On Tuesday, Sept. 10, the funeral home called us. “Our guy went to pick her up, but the GBI told us they wanted to keep her for further testing,” they informed my dad.

“A blessing in disguise,” my dad answered. “They’re taking this seriously.”

The next day, my father called the medical examiner again, curious about the extra tests they had performed. She told him that based on the phone call she received from my father from the day before, she decided to run more tests and take a few more biopsies; this came just hours after she informed the funeral home her body was ready to be cremated. This was an opportunity that we had almost missed.

How many people, particularly middle-aged women, are dead because of this disease and haven’t been investigated?

Several days passed. As the death toll continued to rise and Georgia began to receive reports, my mother’s death did not make headlines. On Sept. 16, the medical examiner reported to my father that it would take four months to confirm her cause of death, despite reports of vaping-related deaths growing in numbers.

Many times throughout the investigation, my tired father hung his head between his hands.

“It’s incredible,” he would say, voice laced with the pain of loss, “how much we have to do to get this investigated, how many dots that we have to connect for the officials. It’s incredible how much we have to do just to get the damn weed out of our house. Why wouldn’t they be sending people to talk to us? Why do we have to ask them to do it?”

My mother was a middle-aged woman. At the age of 52, she was not exactly the demographic associated with the vaping disease: men with a median age of 19, according to a recent report by The Washington Post. Although adolescents do make up a large portion of e-cigarette users, 1 in 20 U.S. adults reported using e-cigarettes, according to a 2016 study.

How many people, particularly middle-aged women, are dead because of this disease and haven’t been investigated?

A not-so-sudden rise of side effects

The side effects of the vaping disease are not new. In a survey, users of nicotine e-cigarettes reported 405 side effects, with 326 of those being negative, according to a 2014 study titled “Vaping and Health: What Do We Know about E-Cigarettes?.” Such side effects included headaches and changes in appetite. The same study reported “various nicotine-related degradation products and other impurities in e-liquids and vapors,” although it claimed that such impurities were so small, it did not affect human health.

Work request: Please write what comes next in the piece about the mother's death and the vaping illness, starting right after its final sentence.

Extracted entries:

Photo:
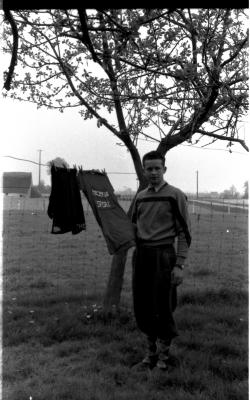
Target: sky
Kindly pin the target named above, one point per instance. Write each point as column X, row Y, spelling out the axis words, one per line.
column 26, row 129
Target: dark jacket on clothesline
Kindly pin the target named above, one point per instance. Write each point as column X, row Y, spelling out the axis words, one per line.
column 65, row 205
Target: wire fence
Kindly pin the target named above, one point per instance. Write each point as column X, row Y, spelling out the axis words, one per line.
column 38, row 263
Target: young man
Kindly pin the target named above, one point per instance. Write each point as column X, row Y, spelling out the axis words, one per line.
column 161, row 215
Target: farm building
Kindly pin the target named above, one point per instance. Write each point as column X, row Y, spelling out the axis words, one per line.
column 17, row 183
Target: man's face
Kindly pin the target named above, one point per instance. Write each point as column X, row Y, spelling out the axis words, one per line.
column 154, row 171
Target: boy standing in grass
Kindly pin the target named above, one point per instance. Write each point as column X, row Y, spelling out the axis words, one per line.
column 161, row 215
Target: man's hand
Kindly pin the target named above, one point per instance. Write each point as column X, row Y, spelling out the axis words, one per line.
column 176, row 276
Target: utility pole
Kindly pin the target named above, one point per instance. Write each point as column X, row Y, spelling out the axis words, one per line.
column 197, row 184
column 39, row 171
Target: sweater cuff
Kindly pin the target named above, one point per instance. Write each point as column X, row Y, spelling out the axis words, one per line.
column 180, row 260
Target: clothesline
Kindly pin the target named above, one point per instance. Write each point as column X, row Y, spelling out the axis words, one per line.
column 46, row 165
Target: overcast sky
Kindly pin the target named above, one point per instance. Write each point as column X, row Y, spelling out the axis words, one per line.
column 25, row 130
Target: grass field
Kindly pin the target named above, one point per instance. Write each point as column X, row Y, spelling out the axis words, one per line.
column 58, row 345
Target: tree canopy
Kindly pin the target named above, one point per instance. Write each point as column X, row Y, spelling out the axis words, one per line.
column 181, row 71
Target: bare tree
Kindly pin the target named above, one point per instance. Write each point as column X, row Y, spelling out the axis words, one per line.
column 182, row 72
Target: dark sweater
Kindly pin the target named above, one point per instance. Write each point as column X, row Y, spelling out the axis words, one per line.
column 161, row 216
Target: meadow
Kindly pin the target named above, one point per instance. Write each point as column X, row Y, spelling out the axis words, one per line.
column 59, row 345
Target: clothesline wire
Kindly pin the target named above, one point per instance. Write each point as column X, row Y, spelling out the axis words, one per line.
column 46, row 165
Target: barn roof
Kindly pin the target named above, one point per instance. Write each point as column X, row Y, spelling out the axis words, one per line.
column 17, row 182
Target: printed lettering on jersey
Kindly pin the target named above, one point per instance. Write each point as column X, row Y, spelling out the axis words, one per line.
column 102, row 199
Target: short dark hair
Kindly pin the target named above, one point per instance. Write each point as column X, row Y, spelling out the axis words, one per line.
column 153, row 155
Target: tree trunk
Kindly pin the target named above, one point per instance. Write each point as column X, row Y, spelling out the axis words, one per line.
column 112, row 295
column 115, row 282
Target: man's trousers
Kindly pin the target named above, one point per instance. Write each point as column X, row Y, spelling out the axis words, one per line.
column 154, row 297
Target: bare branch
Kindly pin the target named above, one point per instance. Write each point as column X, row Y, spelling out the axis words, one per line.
column 13, row 61
column 221, row 137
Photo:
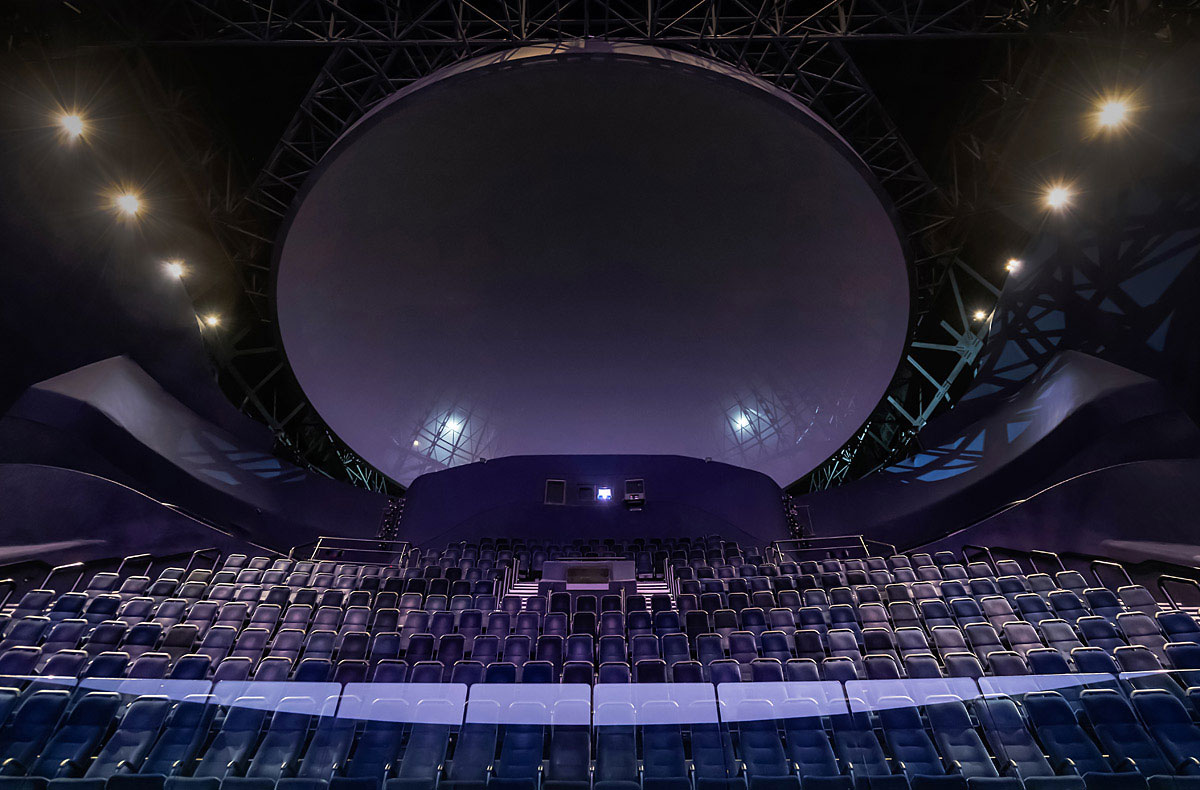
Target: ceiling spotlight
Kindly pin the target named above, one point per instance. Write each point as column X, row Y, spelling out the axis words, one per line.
column 1113, row 113
column 1057, row 197
column 72, row 125
column 129, row 203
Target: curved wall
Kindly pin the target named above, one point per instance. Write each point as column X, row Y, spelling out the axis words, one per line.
column 507, row 497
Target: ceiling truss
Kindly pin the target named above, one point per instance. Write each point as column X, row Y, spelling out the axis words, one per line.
column 378, row 47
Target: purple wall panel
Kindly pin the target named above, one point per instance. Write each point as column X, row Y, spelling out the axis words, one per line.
column 1137, row 512
column 58, row 516
column 1079, row 413
column 504, row 497
column 112, row 419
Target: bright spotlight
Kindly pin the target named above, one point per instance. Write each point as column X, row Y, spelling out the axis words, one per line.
column 1113, row 113
column 1057, row 197
column 71, row 124
column 129, row 203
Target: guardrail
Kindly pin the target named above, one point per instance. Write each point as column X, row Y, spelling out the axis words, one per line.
column 1163, row 580
column 363, row 550
column 791, row 550
column 1107, row 563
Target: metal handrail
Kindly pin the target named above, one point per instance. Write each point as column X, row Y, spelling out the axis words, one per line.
column 199, row 554
column 1179, row 580
column 11, row 586
column 985, row 550
column 396, row 549
column 826, row 543
column 1038, row 552
column 73, row 566
column 1105, row 563
column 143, row 557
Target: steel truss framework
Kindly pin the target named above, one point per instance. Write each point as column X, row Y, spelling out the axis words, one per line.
column 378, row 47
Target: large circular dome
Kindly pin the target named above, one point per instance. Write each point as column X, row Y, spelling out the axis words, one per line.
column 594, row 249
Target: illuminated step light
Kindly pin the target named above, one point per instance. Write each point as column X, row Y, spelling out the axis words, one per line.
column 127, row 203
column 72, row 125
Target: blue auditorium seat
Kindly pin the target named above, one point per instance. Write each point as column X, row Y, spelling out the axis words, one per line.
column 229, row 752
column 1006, row 732
column 960, row 744
column 66, row 752
column 330, row 744
column 1171, row 728
column 501, row 672
column 664, row 766
column 910, row 743
column 762, row 754
column 857, row 744
column 31, row 726
column 127, row 747
column 1179, row 626
column 474, row 753
column 1122, row 736
column 570, row 758
column 423, row 758
column 277, row 753
column 519, row 764
column 375, row 750
column 1069, row 747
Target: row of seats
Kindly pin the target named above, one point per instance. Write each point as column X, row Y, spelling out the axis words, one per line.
column 769, row 737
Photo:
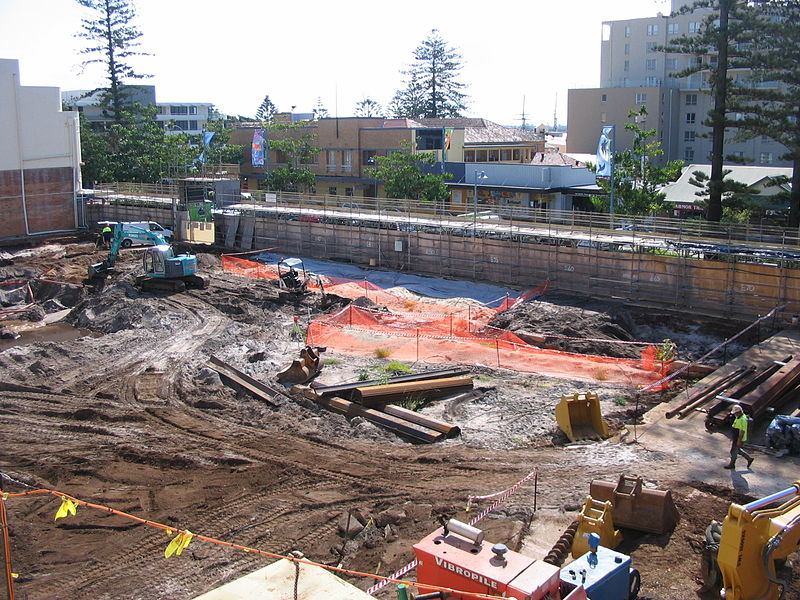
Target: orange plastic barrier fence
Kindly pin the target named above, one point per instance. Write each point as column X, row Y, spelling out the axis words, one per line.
column 441, row 333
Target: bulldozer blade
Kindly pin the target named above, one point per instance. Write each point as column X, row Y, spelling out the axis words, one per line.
column 578, row 416
column 637, row 507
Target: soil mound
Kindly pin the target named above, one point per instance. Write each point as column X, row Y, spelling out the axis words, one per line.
column 572, row 317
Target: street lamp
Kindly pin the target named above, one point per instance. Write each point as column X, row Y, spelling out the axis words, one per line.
column 482, row 176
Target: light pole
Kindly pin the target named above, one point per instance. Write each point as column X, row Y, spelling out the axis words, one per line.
column 482, row 176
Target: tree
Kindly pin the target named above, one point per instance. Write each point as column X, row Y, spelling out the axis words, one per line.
column 727, row 26
column 112, row 39
column 638, row 175
column 134, row 149
column 266, row 110
column 774, row 110
column 737, row 197
column 432, row 90
column 295, row 149
column 368, row 108
column 403, row 176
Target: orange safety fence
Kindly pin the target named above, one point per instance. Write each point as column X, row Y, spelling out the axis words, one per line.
column 444, row 333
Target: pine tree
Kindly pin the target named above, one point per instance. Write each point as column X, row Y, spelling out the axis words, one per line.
column 266, row 110
column 112, row 39
column 432, row 90
column 771, row 106
column 727, row 26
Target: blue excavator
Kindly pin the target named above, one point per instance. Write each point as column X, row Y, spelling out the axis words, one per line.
column 164, row 268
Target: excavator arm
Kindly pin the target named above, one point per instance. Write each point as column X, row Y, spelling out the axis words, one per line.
column 756, row 538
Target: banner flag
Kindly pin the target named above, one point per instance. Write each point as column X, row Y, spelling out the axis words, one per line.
column 257, row 148
column 604, row 155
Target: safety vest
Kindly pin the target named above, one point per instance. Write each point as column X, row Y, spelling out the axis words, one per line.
column 740, row 423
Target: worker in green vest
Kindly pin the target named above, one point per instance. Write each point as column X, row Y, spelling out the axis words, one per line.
column 740, row 425
column 107, row 236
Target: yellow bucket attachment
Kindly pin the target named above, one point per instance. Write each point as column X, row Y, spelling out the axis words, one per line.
column 578, row 416
column 304, row 369
column 595, row 517
column 637, row 507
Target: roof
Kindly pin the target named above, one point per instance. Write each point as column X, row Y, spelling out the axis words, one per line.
column 683, row 191
column 556, row 159
column 483, row 131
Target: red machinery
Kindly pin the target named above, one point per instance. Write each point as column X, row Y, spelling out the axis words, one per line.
column 457, row 557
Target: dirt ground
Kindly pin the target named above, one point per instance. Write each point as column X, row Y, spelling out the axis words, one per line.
column 122, row 410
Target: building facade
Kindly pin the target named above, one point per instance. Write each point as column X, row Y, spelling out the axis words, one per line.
column 39, row 159
column 174, row 117
column 633, row 73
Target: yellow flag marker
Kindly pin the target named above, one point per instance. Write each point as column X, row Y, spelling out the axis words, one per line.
column 178, row 543
column 68, row 507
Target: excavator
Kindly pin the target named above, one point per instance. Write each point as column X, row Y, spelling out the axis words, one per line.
column 745, row 555
column 164, row 268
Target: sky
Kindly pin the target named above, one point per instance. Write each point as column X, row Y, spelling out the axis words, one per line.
column 516, row 55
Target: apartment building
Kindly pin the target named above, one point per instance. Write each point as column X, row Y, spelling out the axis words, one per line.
column 39, row 158
column 633, row 73
column 174, row 117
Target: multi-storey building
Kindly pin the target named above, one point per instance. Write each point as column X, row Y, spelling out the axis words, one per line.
column 633, row 73
column 174, row 117
column 40, row 159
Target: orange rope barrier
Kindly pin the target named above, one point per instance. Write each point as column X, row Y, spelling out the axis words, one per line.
column 211, row 540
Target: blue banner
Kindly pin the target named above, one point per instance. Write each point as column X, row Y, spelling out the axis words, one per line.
column 605, row 156
column 257, row 148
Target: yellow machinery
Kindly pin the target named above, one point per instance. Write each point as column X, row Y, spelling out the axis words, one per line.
column 756, row 539
column 595, row 517
column 578, row 416
column 637, row 507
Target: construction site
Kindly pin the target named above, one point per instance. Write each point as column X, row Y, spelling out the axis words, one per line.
column 415, row 408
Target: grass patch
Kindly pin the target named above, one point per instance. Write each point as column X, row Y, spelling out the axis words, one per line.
column 395, row 367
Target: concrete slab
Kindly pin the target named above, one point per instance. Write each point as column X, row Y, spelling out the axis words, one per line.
column 276, row 582
column 706, row 453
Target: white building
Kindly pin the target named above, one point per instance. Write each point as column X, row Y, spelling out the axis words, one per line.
column 40, row 158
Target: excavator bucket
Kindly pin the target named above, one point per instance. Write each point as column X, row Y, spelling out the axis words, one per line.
column 637, row 507
column 305, row 368
column 595, row 517
column 578, row 416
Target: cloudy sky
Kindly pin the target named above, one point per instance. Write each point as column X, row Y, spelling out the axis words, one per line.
column 234, row 53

Written response:
Nicotine toxicity has been known to produce symptoms of nausea, vomiting and diarrhea. Various online forums report similar effects from vaping, dating as far back as 2012. Because vaping marijuana is a relatively new practice, researchers aren’t yet sure of its side effects.

My mother had declared she was done with vaping, yet her decision came too late. She will never see her youngest daughter graduate high school, nor her oldest graduate college. She will never see her daughters married or meet her grandchildren. Her absence, a sudden and jarring hole in my family, will be felt for decades to come.

When the Union County Narcotics Officer first came to my family, he informed us that possession of THC cartridges is a felony in the state of Georgia due to its high amount of THC. In the eyes of the law, it is akin to heroin possession. On Sept. 11, Trump called to ban flavored e-cigarette juices.

But is keeping marijuana illegal and banning vape oil really the right solution? We need more research and balanced regulation, and we need them to be swifter than this disease.

For the inaction of the government, my family pays the consequences. For the past decade, where was the research to tell my mother that no, actually, we don’t know if vaping is healthy and that she should rethink that e-cigarette in favor of nicotine patches or medication? Where are the regulations that should have protected my mother’s life from something as careless as a potential contamination in her marijuana pen?

This vape-borne disease spared us no time for goodbyes, I-love-yous or last words. All that my family is left with is anger for the inaction of local authorities and the government and a new understanding of the value of air.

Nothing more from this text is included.